(Beginning of Provided passage)

The initial capacity of 30,000 barrels per day (bpd) of diesel and jet fuel represents approximately 10 percent of Angola’s current requirement.

Also, as for the second phase, it will see the import of diesel to ensure alignment with full production capacity, eventually reaching 60,000 bpd. Additionally, this will nearly double the current capacity of 65,000 bpd from the Luanda refinery.

Furthermore, Cabinda refinery is a public-private partnership between UK-based Gemcorp and Sonango, Angola’s state-owned oil company. The two companies share governance under the supervision of Angola’s Ministry of Mineral Resources, Petroleum and Gas.

Construction Start Date

Construction of the Cabinda Oil Refinery began in 2019 with tree-clearing, earth-moving and demining. Also, the project was a critical step in a country still riddled with landmines from decades of conflict.

Challenges the Project Faced

Gemcorp completed that work the following year but the Covid-19 pandemic, along with the confounding complexities typical of such projects, led to frequent delays.

(End of Provided passage)
(Beginning of Data shown)

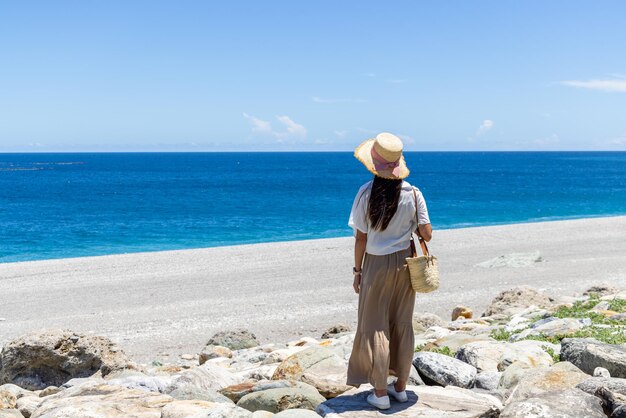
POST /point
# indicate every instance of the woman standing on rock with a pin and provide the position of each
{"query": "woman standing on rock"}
(383, 217)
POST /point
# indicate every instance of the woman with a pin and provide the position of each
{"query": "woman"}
(383, 217)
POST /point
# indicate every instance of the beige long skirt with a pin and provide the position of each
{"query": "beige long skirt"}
(384, 343)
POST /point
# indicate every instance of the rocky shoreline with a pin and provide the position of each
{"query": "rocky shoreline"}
(529, 353)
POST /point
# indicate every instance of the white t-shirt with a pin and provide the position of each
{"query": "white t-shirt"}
(398, 233)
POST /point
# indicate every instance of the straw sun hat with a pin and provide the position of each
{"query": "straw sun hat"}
(383, 156)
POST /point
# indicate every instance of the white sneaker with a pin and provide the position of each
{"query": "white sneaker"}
(399, 396)
(380, 403)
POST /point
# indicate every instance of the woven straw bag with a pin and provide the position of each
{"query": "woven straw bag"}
(423, 269)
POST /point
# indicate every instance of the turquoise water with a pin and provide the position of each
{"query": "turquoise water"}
(71, 205)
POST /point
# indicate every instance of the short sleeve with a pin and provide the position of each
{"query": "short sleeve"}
(358, 214)
(422, 210)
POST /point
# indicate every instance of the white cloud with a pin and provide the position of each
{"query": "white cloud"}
(484, 127)
(292, 129)
(612, 85)
(259, 125)
(320, 100)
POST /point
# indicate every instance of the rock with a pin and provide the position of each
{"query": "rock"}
(136, 380)
(317, 366)
(28, 404)
(424, 401)
(7, 399)
(423, 321)
(561, 376)
(198, 408)
(513, 260)
(483, 355)
(279, 399)
(601, 372)
(444, 370)
(512, 376)
(601, 289)
(556, 404)
(455, 341)
(335, 329)
(235, 340)
(236, 392)
(15, 390)
(203, 377)
(512, 301)
(297, 413)
(552, 327)
(461, 311)
(10, 413)
(487, 380)
(612, 403)
(592, 384)
(52, 357)
(587, 354)
(214, 351)
(527, 351)
(102, 400)
(185, 393)
(50, 390)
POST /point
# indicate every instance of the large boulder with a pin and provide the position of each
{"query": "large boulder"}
(234, 340)
(198, 408)
(424, 401)
(444, 370)
(588, 353)
(320, 367)
(101, 400)
(236, 392)
(535, 381)
(512, 301)
(204, 377)
(278, 399)
(556, 404)
(54, 356)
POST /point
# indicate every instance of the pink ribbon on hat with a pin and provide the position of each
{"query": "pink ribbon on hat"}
(380, 164)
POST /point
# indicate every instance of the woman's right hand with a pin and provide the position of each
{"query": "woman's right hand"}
(357, 283)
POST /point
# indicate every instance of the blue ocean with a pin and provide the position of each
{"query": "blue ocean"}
(83, 204)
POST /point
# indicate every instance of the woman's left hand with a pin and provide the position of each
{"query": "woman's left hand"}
(357, 283)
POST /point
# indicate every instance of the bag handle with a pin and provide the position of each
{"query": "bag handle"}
(419, 237)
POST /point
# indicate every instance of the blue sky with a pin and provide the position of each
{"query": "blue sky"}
(315, 76)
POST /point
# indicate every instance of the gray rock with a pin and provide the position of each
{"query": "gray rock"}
(601, 289)
(434, 401)
(535, 381)
(556, 404)
(592, 384)
(236, 392)
(235, 340)
(296, 413)
(517, 299)
(279, 399)
(320, 367)
(204, 409)
(554, 327)
(334, 330)
(52, 357)
(487, 380)
(189, 393)
(444, 370)
(10, 413)
(483, 355)
(587, 354)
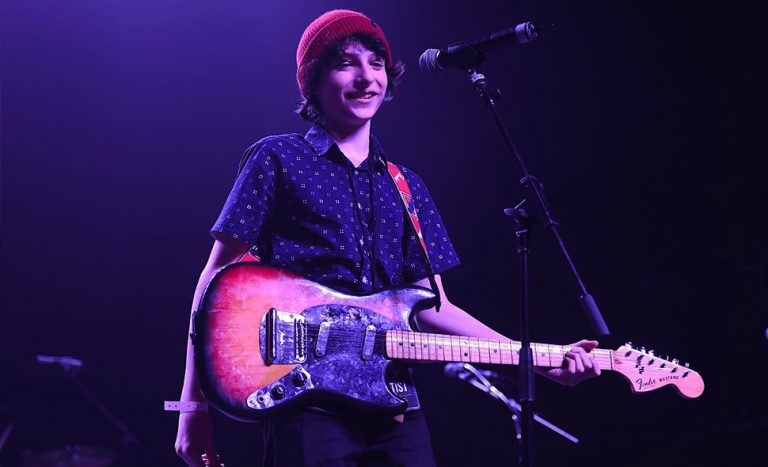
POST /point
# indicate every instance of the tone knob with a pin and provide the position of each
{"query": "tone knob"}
(278, 392)
(299, 379)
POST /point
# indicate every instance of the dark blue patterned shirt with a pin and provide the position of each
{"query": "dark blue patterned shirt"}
(306, 208)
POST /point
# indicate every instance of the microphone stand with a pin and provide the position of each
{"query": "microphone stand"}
(481, 382)
(533, 193)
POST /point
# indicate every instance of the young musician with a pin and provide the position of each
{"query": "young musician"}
(325, 206)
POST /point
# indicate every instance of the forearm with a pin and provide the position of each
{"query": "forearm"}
(190, 390)
(453, 320)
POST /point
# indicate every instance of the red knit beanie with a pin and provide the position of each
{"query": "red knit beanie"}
(328, 29)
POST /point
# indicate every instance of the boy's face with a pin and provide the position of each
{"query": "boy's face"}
(352, 89)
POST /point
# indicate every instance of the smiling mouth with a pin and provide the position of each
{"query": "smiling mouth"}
(361, 96)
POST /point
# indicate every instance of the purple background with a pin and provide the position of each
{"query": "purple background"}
(122, 126)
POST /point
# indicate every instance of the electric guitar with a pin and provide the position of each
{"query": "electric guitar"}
(266, 339)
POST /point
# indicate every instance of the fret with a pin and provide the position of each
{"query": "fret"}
(474, 349)
(433, 346)
(411, 343)
(441, 344)
(495, 355)
(424, 346)
(464, 348)
(403, 344)
(416, 345)
(506, 353)
(455, 349)
(485, 351)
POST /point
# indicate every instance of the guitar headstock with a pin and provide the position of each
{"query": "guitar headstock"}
(647, 372)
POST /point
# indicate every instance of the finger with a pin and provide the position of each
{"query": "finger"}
(587, 345)
(579, 362)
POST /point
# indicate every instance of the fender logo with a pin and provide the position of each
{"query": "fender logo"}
(641, 384)
(652, 382)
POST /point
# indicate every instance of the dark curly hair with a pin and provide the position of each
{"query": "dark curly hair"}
(309, 107)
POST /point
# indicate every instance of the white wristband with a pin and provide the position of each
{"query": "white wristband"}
(185, 406)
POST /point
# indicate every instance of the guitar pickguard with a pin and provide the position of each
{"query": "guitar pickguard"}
(344, 355)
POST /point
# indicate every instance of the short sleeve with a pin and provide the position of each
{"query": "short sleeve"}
(251, 199)
(441, 252)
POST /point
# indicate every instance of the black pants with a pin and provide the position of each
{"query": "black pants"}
(312, 438)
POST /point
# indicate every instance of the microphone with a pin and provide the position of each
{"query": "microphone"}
(459, 371)
(66, 362)
(467, 55)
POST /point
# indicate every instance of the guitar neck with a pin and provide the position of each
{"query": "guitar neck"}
(418, 346)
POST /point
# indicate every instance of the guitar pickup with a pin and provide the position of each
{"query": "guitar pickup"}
(283, 337)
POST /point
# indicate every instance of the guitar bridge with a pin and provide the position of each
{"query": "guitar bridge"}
(283, 337)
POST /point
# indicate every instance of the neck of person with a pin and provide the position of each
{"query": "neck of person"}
(353, 141)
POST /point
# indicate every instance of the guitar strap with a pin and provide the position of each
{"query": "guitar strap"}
(410, 207)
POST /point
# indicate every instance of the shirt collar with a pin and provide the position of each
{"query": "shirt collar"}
(321, 142)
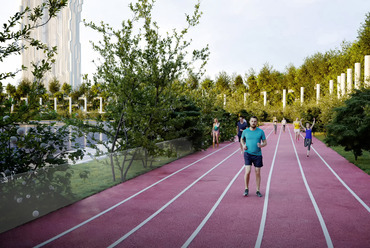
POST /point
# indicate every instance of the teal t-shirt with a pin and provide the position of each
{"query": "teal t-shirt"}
(251, 139)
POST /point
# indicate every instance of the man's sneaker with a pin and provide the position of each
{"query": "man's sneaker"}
(246, 192)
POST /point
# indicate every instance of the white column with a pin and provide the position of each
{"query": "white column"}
(343, 84)
(55, 104)
(357, 75)
(367, 71)
(338, 86)
(331, 86)
(302, 95)
(25, 99)
(317, 93)
(101, 104)
(349, 81)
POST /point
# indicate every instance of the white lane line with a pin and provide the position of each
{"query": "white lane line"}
(265, 205)
(344, 184)
(201, 225)
(168, 203)
(123, 201)
(318, 213)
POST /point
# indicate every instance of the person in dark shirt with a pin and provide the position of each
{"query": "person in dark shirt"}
(241, 125)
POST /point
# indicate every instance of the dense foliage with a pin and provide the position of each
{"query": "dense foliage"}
(351, 125)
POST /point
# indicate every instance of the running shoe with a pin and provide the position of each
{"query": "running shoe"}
(246, 192)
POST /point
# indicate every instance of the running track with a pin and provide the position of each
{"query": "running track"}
(197, 201)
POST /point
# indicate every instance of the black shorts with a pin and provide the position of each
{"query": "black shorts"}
(250, 159)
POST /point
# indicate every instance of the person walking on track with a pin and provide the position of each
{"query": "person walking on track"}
(296, 129)
(253, 139)
(241, 125)
(274, 121)
(215, 131)
(308, 138)
(283, 122)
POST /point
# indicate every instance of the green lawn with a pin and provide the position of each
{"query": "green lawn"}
(362, 162)
(56, 187)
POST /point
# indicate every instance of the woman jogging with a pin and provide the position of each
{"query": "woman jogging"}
(296, 129)
(274, 121)
(283, 122)
(308, 138)
(215, 131)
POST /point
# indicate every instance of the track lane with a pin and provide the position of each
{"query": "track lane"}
(236, 220)
(291, 219)
(164, 220)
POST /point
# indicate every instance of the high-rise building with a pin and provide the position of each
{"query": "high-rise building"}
(62, 31)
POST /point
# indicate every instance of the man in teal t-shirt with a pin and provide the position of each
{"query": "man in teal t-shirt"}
(253, 139)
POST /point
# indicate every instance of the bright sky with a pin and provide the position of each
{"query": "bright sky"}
(241, 34)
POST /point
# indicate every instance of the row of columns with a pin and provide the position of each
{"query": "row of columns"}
(70, 104)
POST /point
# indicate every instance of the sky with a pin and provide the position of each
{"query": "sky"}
(241, 34)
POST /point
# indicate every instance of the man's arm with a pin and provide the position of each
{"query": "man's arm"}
(262, 144)
(300, 123)
(243, 143)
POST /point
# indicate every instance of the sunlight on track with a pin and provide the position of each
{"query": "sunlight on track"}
(318, 213)
(342, 182)
(123, 201)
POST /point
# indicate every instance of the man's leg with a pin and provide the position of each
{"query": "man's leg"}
(258, 177)
(246, 179)
(247, 175)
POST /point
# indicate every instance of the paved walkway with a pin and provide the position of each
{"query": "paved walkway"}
(197, 201)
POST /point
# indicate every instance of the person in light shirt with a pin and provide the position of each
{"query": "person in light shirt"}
(253, 139)
(296, 125)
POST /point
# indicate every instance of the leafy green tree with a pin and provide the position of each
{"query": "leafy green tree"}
(19, 154)
(223, 82)
(207, 84)
(252, 84)
(192, 81)
(351, 124)
(24, 151)
(137, 70)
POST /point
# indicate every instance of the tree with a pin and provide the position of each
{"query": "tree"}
(20, 151)
(350, 127)
(223, 82)
(137, 71)
(206, 84)
(39, 147)
(252, 84)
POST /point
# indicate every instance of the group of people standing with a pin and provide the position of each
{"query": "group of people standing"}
(252, 139)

(End of Data shown)

> _Work item 1_: According to the Cabinda refinery passage, what led to frequent delays after Gemcorp finished the site preparation work?
> _Work item 2_: In the Cabinda refinery passage, what share of Angola's current requirement does the initial capacity of 30,000 bpd represent?

> _Solution 1_: The delays came from the Covid-19 pandemic and from the confounding complexities typical of such projects.

> _Solution 2_: Approximately 10 percent.